▶ [Your objective]:
Please write out every record exactly, but keep any images out of it.

Photo-based referring expression data
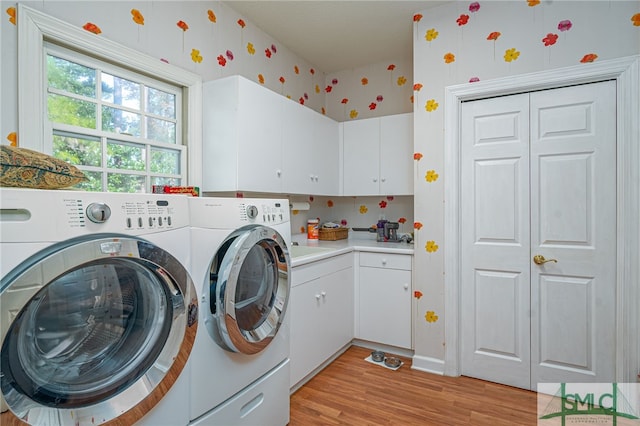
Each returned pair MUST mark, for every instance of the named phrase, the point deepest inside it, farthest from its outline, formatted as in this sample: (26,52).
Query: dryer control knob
(98,212)
(252,212)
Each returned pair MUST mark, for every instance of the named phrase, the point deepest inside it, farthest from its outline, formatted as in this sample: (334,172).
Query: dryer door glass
(96,323)
(249,289)
(88,333)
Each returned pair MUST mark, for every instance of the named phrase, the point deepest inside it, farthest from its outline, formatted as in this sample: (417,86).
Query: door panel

▶ [Response]:
Each returned pair MUST mark, for every instance of the named phrase, the point deepest inside it, farthest from its outline, formatted as in this sample: (26,52).
Query: dryer control knob
(98,212)
(252,212)
Each returned pair MUST mark, for every instance of the named phrase, the point deepest inside it, farthest from its outline, formatted as in this sample: (334,172).
Query: dryer door glass
(96,323)
(249,289)
(88,333)
Each returned pair MUST mark, for every instance of the named phrase, the point deepest inside it, farthest from its outline, formatted as in this sample: (417,86).
Query: door panel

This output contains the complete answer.